▶ _EXERCISE GOAL_: Please pull out every line below that contains the string "woman", matching case exactly, and copy each one in full.

▶ _ENTRIES SUPPLIED_:
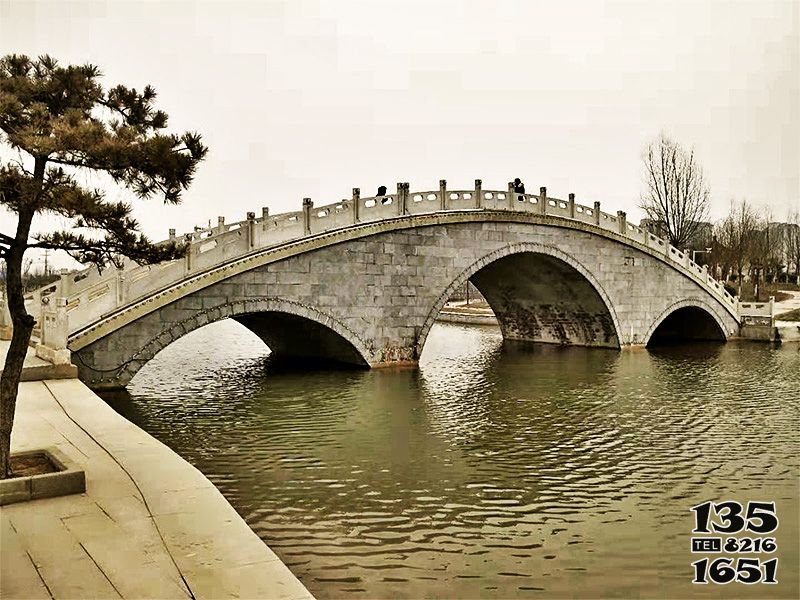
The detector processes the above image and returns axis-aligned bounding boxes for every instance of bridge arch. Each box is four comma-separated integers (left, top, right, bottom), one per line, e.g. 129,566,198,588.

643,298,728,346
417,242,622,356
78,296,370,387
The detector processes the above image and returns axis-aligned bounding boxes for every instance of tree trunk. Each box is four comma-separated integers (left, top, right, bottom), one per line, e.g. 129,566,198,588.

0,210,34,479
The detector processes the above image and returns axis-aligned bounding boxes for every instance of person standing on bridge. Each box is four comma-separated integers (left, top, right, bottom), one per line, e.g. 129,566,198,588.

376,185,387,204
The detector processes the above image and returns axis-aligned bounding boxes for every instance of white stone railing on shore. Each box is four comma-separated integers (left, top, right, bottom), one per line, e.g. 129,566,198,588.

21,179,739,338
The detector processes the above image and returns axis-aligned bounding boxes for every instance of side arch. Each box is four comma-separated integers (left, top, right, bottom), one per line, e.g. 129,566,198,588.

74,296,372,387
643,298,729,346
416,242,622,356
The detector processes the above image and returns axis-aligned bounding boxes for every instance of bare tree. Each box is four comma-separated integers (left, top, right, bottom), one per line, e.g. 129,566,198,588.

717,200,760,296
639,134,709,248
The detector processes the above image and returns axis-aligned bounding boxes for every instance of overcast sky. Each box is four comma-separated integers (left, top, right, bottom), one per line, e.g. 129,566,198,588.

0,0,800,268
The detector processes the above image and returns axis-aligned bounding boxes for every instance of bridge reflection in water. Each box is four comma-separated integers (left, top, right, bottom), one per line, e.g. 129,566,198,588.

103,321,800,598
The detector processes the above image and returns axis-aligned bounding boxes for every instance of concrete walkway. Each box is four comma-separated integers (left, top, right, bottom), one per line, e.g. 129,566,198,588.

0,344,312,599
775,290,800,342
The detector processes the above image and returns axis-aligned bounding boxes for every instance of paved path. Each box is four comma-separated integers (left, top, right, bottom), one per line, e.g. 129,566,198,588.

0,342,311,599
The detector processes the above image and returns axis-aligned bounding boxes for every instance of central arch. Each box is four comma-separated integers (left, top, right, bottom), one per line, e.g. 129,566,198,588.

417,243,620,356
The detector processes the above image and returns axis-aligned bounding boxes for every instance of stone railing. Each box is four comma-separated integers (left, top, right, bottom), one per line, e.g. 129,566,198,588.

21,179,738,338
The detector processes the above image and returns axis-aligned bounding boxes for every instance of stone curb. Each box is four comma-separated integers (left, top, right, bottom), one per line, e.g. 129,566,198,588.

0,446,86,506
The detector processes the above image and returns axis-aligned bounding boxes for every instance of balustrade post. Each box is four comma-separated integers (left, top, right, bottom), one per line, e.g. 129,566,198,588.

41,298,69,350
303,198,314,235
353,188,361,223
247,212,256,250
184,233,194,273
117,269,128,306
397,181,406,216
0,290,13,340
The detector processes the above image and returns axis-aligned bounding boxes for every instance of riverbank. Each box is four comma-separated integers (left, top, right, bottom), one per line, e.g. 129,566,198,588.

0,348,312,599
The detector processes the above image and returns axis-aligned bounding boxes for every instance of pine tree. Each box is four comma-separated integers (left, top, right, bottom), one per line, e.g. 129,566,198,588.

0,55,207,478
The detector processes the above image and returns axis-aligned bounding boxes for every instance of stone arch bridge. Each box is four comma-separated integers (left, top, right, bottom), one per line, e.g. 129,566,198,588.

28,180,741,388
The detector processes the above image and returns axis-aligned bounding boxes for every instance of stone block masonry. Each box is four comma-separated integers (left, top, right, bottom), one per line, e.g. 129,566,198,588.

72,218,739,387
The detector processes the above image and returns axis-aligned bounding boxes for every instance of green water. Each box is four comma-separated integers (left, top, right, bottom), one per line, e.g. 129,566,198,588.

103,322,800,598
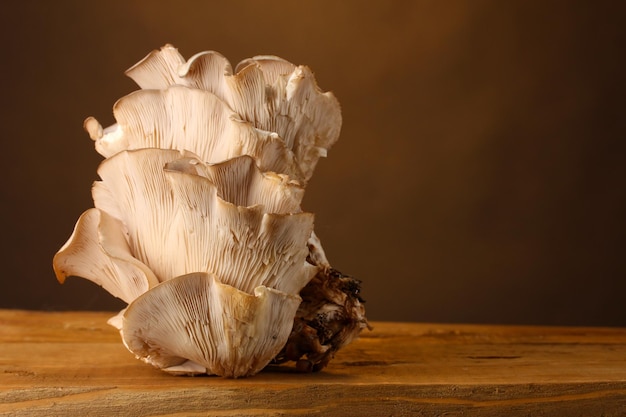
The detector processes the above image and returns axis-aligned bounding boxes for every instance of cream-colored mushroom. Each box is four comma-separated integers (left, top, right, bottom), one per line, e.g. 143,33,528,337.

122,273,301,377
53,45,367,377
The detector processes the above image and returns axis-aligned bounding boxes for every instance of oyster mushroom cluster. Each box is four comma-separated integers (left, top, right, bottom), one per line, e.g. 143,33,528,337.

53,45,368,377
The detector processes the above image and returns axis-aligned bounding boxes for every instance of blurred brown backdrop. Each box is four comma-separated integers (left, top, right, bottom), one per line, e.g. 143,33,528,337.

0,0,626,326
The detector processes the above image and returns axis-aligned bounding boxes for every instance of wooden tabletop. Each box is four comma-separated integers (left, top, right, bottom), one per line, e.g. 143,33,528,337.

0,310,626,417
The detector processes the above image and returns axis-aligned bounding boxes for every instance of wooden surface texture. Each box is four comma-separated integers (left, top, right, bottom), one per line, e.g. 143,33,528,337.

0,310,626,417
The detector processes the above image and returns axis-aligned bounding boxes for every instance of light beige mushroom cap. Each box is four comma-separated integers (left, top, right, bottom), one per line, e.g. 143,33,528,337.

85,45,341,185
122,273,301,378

---

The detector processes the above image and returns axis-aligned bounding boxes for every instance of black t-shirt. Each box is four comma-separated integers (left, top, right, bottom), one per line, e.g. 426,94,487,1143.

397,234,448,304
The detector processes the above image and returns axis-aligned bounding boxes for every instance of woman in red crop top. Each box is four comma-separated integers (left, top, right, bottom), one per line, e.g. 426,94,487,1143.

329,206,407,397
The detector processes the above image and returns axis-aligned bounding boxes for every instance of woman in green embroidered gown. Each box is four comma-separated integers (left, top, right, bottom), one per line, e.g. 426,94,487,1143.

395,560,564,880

▶ _CORRECT OUTPUT_:
The detector processes the above image and returns axis-aligned bounding boxes for every instance of woman in red crop top. Each box is four comma-separated integers (left, top, right, bottom), one per line, e.g. 426,94,487,1143.
The detector processes the above image and returns axis-aligned bounding boxes for every instance of woman in green embroidered gown. Each box is four comma-separated integers (left, top, right, bottom), one per line, e.g. 426,94,487,1143.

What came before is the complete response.